▶ **Goal**:
Extract every line of the data below and reproduce each one word for word, omitting the pictures.

Pointing and labeling entries

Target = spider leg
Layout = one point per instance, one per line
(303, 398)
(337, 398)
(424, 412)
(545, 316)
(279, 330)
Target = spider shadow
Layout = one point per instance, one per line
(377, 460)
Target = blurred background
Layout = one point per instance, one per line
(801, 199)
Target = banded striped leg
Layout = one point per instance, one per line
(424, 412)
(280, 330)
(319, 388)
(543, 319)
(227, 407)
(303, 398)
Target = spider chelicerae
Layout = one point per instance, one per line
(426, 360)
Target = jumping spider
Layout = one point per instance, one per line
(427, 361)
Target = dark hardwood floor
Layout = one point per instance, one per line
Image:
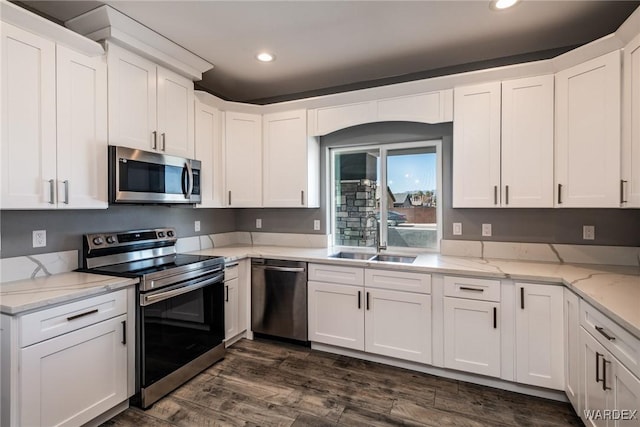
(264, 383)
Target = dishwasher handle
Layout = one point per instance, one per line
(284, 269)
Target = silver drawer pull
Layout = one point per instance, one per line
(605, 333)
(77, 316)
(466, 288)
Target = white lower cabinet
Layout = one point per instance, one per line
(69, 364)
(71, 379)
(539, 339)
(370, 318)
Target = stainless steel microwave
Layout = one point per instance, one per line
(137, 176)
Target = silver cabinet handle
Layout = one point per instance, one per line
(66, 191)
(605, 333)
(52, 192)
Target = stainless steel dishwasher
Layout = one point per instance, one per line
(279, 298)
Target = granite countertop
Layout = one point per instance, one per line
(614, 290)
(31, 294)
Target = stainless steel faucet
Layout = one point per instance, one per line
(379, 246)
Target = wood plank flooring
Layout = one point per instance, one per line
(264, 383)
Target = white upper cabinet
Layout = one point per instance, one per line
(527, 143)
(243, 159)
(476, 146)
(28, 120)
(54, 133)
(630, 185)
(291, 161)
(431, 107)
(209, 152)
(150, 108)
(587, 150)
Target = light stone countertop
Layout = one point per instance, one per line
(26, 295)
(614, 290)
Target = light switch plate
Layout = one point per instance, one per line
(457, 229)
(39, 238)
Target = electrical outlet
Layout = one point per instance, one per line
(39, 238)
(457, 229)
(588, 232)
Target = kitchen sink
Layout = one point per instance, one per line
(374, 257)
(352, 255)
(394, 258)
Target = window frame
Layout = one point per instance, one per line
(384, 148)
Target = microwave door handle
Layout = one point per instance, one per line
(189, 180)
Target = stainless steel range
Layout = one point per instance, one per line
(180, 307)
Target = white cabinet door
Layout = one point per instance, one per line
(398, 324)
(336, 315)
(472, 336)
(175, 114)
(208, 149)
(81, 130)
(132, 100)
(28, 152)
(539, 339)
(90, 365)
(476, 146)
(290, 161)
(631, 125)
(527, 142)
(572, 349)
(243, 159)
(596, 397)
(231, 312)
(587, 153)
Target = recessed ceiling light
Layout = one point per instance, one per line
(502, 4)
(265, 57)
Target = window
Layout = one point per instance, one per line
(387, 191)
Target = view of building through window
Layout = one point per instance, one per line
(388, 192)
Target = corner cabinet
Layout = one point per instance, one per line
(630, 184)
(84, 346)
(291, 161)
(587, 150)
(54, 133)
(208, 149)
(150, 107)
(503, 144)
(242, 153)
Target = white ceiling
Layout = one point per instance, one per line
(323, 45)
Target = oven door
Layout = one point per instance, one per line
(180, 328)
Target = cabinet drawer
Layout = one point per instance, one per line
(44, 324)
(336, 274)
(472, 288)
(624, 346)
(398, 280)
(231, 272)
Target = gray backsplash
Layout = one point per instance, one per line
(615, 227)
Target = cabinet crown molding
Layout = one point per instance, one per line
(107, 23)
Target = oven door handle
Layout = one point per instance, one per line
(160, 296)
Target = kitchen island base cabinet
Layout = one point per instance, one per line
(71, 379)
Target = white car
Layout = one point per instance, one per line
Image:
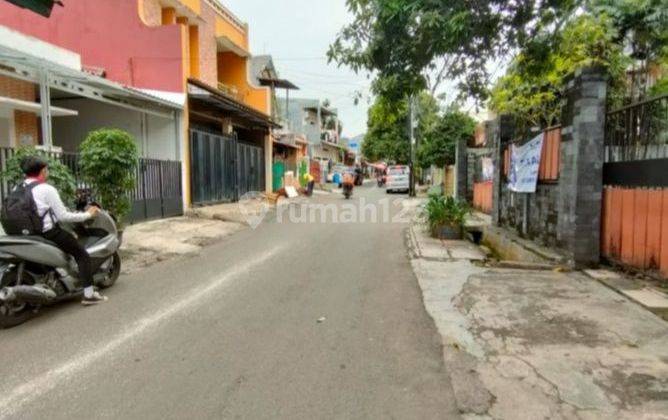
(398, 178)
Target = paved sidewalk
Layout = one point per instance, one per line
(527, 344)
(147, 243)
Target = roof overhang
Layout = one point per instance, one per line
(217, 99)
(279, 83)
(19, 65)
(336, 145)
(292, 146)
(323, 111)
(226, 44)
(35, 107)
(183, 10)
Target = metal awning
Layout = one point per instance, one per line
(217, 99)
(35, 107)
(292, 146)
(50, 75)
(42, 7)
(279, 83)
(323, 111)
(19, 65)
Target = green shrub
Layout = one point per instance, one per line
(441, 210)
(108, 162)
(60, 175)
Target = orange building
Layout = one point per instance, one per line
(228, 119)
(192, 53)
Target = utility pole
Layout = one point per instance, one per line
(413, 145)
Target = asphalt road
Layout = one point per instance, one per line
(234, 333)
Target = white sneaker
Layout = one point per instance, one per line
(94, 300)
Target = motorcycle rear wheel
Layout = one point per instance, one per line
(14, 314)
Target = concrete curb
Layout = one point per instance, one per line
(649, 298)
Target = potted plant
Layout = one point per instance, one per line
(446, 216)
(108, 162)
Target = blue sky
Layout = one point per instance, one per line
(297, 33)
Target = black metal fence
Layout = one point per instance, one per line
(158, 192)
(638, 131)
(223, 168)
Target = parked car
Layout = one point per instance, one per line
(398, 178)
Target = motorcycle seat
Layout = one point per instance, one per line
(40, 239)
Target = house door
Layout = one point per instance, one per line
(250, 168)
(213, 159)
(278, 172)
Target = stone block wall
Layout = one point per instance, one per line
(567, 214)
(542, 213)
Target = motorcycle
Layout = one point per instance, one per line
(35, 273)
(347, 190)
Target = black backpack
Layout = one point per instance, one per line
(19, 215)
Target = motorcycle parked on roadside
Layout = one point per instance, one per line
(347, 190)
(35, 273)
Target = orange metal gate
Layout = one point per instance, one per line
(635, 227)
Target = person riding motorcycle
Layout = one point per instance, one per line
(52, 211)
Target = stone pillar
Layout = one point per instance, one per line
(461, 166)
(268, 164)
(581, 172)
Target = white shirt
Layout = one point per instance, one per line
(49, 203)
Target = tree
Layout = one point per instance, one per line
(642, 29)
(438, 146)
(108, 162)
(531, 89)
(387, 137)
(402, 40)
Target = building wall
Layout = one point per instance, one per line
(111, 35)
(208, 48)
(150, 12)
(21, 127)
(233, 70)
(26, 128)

▶ **Answer to this task**:
Target = spider leg
Layout = one point per instance, one per line
(303, 398)
(337, 398)
(424, 412)
(545, 316)
(279, 330)
Target = spider shadow
Layout = one point per instance, one per line
(377, 460)
Target = blurred background
Layout = one point per instance, one per line
(801, 199)
Target = banded striped leg
Layout = one point per instance, one per line
(424, 412)
(280, 330)
(319, 388)
(543, 319)
(227, 407)
(303, 398)
Target = spider chelicerae
Layout = one point per instance, one per line
(426, 360)
Target = jumping spider
Layout = one point per instance, one per line
(427, 361)
Target = dark hardwood floor
Layout = one point per instance, one per line
Image:
(264, 383)
Target = dishwasher handle
Layout = one point per instance, one per line
(284, 269)
Target = silver drawer pull
Layout = one point per instance, one per line
(605, 333)
(77, 316)
(466, 288)
Target = white lower cabinet
Layout = one point per instance, one per line
(69, 364)
(71, 379)
(539, 339)
(370, 318)
Target = stainless steel microwave
Layout = one point per instance, one per line
(137, 176)
Target = silver cabinet handle
Layout = one point per instance, one per line
(66, 191)
(605, 333)
(52, 192)
Target = stainless steel dishwasher
Layout = one point per instance, one per line
(279, 298)
Target = granite countertop
Layout = one point per instance, one per line
(614, 290)
(31, 294)
Target = stainless steel faucet
Layout = one point per instance, one per line
(379, 246)
Target = wood plank flooring
Layout = one point per instance, one per line
(264, 383)
Target = white upper cabinet
Layout = one point per instance, one per line
(527, 143)
(243, 159)
(476, 146)
(28, 120)
(54, 133)
(630, 185)
(291, 161)
(431, 107)
(209, 152)
(150, 108)
(587, 150)
Target = light stone countertop
Layout = one point per instance, one per line
(26, 295)
(614, 290)
Target = light switch plate
Layout = one point per instance, one per line
(457, 229)
(39, 238)
Target = electrical outlet
Layout = one point per instance, one per line
(39, 238)
(457, 229)
(588, 232)
Target = kitchen sink
Layout = one point per instance, one per line
(374, 257)
(352, 255)
(394, 258)
Target = window frame
Layout = one point per instance, one per line
(384, 148)
Target = microwave door handle
Layout = one point per instance, one per line
(189, 180)
Target = stainless steel range
Layout = one point per instance, one per line
(180, 307)
Target = white cabinet door
Layout = one point per instance, one per line
(398, 324)
(336, 315)
(472, 336)
(175, 114)
(208, 149)
(81, 130)
(132, 100)
(28, 152)
(539, 339)
(90, 365)
(476, 146)
(290, 161)
(631, 125)
(527, 142)
(572, 349)
(243, 159)
(596, 397)
(231, 312)
(587, 153)
Target = recessed ceiling light
Layout = one point per instance, one per line
(502, 4)
(265, 57)
Target = window
Layout = one point per instance, one per line
(387, 191)
Target = view of building through window
Layout = one point per instance, one per line
(388, 192)
Target = corner cabinet
Layout = one point per instance, one per line
(630, 184)
(84, 346)
(291, 161)
(587, 150)
(54, 133)
(208, 149)
(150, 107)
(503, 144)
(242, 153)
Target = white ceiling
Layout = one point per instance, one per line
(323, 45)
Target = oven door
Layout = one point per instance, one per line
(180, 328)
Target = cabinet drawer
Layout = one point per instance, one per line
(44, 324)
(336, 274)
(472, 288)
(624, 346)
(398, 280)
(231, 272)
Target = gray backsplash
Layout = one point per instance, one per line
(615, 227)
Target = cabinet crown molding
Layout = one point per instance, one per line
(107, 23)
Target = oven door handle
Layout = one point per instance, one per line
(160, 296)
Target = kitchen island base cabinet
Layout = one point per instance, one per line
(71, 379)
Target = white car
Layout = one point per instance, one per line
Image:
(398, 178)
Target = paved sidewalk
Layout = one point per instance, one per line
(527, 344)
(147, 243)
Target = roof overhang
Layout = one point per instance, one per line
(217, 99)
(279, 83)
(19, 65)
(336, 145)
(292, 146)
(323, 111)
(226, 44)
(35, 107)
(183, 10)
Target = metal awning
Layout = one point per instance, one per line
(217, 99)
(35, 107)
(292, 146)
(50, 75)
(42, 7)
(279, 83)
(323, 111)
(19, 65)
Target = green shrub
Layout = one point per instance, one per line
(441, 210)
(108, 162)
(60, 175)
Target = orange building
Layout = one point per instance, one per line
(228, 119)
(192, 53)
Target = utility pole
Layout = one point per instance, one per line
(413, 145)
Target = asphalt road
Layout = one point per instance, one per line
(234, 333)
Target = white sneaker
Layout = one point per instance, one per line
(94, 300)
Target = motorcycle rear wheel
Layout = one point per instance, one per line
(14, 314)
Target = concrete curb
Layout = one point per instance, one per line
(649, 298)
Target = potted plant
Layout = one point per instance, one per line
(446, 216)
(108, 162)
Target = blue sky
Layout = one point per instance, one per line
(297, 33)
Target = black metal fence
Layout = one point per instance, one per line
(158, 192)
(638, 131)
(223, 168)
Target = parked car
Layout = one point per instance, one per line
(398, 178)
Target = motorcycle seat
Layout = one point per instance, one per line
(40, 239)
Target = house door
Layout = one point per instance, one per line
(250, 168)
(213, 159)
(278, 172)
Target = stone block wall
Layout = one point per instance, one per line
(567, 214)
(542, 213)
Target = motorcycle
Layout = one point per instance, one per line
(35, 273)
(347, 190)
Target = black backpack
Layout = one point per instance, one per line
(19, 215)
Target = motorcycle parked on roadside
Layout = one point per instance, one per line
(347, 190)
(35, 273)
Target = orange metal gate
Layout = one point per instance, one per line
(635, 227)
Target = person riding motorcycle
Layout = one point per instance, one per line
(52, 211)
Target = stone pillar
Layout = one point per instance, one per line
(461, 166)
(268, 164)
(581, 172)
Target = white shirt
Layout = one point per instance, one per line
(49, 203)
Target = tree
Layout = one point per instance, one per line
(642, 29)
(438, 146)
(108, 162)
(531, 89)
(387, 137)
(402, 40)
Target = building wall
Layout = one point per instance, one per line
(111, 35)
(208, 48)
(150, 12)
(21, 127)
(233, 70)
(26, 128)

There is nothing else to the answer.